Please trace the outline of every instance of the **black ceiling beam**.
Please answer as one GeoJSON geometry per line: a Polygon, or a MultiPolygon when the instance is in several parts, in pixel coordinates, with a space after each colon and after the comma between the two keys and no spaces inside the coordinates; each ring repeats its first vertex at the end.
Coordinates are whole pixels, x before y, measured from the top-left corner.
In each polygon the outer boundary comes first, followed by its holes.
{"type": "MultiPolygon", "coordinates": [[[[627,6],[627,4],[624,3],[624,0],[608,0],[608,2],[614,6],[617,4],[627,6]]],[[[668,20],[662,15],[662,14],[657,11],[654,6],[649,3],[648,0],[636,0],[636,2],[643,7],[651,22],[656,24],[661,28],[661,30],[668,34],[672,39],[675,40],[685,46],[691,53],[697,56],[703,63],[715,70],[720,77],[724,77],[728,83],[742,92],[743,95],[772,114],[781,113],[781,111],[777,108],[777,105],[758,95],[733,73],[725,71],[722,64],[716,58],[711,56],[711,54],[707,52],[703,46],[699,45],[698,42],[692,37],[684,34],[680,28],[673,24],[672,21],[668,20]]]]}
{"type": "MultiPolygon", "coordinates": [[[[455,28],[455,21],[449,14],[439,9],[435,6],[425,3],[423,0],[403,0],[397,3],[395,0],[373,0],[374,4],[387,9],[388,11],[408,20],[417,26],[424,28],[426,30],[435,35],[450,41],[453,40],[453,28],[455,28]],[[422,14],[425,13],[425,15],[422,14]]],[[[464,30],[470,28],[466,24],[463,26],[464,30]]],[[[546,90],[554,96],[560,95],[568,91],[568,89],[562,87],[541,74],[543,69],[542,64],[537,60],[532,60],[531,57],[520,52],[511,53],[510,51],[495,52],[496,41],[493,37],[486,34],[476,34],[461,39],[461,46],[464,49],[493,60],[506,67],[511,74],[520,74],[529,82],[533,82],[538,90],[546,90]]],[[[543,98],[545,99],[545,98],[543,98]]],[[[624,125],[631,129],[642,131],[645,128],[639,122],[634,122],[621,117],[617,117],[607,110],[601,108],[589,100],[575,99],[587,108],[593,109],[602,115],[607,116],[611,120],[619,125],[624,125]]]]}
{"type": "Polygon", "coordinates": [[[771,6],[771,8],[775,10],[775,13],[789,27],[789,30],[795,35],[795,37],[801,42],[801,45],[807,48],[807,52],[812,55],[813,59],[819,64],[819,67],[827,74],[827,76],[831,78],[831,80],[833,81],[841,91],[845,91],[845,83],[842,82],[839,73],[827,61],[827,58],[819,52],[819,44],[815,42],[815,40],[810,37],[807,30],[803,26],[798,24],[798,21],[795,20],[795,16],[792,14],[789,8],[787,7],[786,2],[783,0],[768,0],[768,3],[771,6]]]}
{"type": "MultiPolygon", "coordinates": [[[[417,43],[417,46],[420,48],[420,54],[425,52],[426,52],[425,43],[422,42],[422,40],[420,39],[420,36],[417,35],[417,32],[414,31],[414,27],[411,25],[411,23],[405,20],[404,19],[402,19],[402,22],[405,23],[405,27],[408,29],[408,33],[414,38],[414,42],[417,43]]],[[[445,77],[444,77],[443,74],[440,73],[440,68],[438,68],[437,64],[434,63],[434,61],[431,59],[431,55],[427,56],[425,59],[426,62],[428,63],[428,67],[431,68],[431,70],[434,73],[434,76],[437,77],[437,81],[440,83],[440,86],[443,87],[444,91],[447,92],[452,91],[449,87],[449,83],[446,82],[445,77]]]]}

◆ **Written instruction**: Quote each item above word for word, keeping the original order.

◆ **Solution for this exercise**:
Please trace the outline of every instance of the **black ceiling beam**.
Please answer as one GeoJSON geometry per line: a Polygon, or a MultiPolygon when the instance is in several parts, in pixel coordinates, with a space after each colon and after the comma between the two keys and no spaces inside the coordinates; each ring repeats its first vertex at the end.
Coordinates are whole pixels, x before y, measured from the top-left corner.
In each polygon the outer boundary comes first, followed by its holes.
{"type": "MultiPolygon", "coordinates": [[[[627,6],[627,4],[624,3],[624,0],[608,0],[608,2],[614,6],[617,4],[627,6]]],[[[668,20],[662,15],[662,14],[657,11],[654,6],[649,3],[648,0],[636,0],[636,2],[643,7],[651,22],[656,24],[661,28],[661,30],[668,34],[672,39],[675,40],[685,46],[691,53],[697,56],[703,63],[715,70],[720,77],[724,77],[728,83],[742,92],[743,95],[772,114],[781,113],[781,111],[777,108],[777,105],[758,95],[733,73],[725,71],[722,64],[716,58],[711,56],[711,54],[707,52],[703,46],[699,45],[698,42],[692,37],[684,34],[680,28],[673,24],[672,21],[668,20]]]]}
{"type": "MultiPolygon", "coordinates": [[[[455,28],[455,21],[449,14],[439,9],[435,6],[425,3],[423,0],[403,0],[397,3],[395,0],[373,0],[374,4],[387,9],[388,11],[408,20],[417,26],[424,28],[426,30],[435,35],[450,41],[453,40],[453,28],[455,28]],[[422,14],[425,13],[425,15],[422,14]]],[[[464,30],[470,28],[466,24],[463,26],[464,30]]],[[[546,90],[554,96],[560,95],[568,91],[568,89],[562,87],[541,74],[543,69],[542,64],[537,60],[532,60],[531,57],[520,52],[511,53],[510,51],[495,52],[496,41],[493,37],[486,34],[476,34],[461,39],[461,46],[464,49],[493,60],[506,67],[511,74],[520,74],[529,82],[533,82],[538,90],[546,90]]],[[[543,98],[545,99],[545,98],[543,98]]],[[[624,125],[631,129],[642,131],[645,128],[639,122],[634,122],[621,117],[617,117],[607,110],[601,108],[589,100],[575,99],[587,108],[593,109],[602,115],[607,116],[611,120],[619,125],[624,125]]]]}
{"type": "Polygon", "coordinates": [[[771,6],[771,8],[775,10],[775,13],[789,27],[789,30],[795,35],[795,37],[801,42],[801,45],[807,48],[807,52],[812,55],[813,59],[819,64],[819,67],[827,74],[827,76],[831,78],[831,80],[833,81],[841,91],[845,91],[845,83],[842,82],[839,73],[827,61],[827,58],[819,52],[819,44],[815,42],[815,40],[810,37],[807,30],[803,26],[798,24],[798,21],[795,20],[795,16],[792,14],[789,8],[787,7],[786,2],[783,0],[768,0],[768,3],[771,6]]]}
{"type": "MultiPolygon", "coordinates": [[[[417,43],[417,46],[420,48],[420,54],[425,52],[426,52],[425,43],[422,42],[422,40],[420,39],[420,36],[417,35],[417,32],[414,31],[414,27],[411,25],[411,23],[405,20],[404,19],[402,19],[402,22],[405,23],[405,27],[408,29],[408,33],[414,38],[414,42],[417,43]]],[[[445,77],[444,77],[443,74],[440,73],[440,68],[438,68],[437,64],[434,63],[434,61],[431,59],[431,55],[427,56],[425,59],[426,62],[428,63],[428,67],[431,68],[431,70],[434,73],[434,76],[437,77],[437,81],[440,83],[440,86],[443,87],[444,91],[447,92],[452,91],[449,87],[449,83],[446,82],[445,77]]]]}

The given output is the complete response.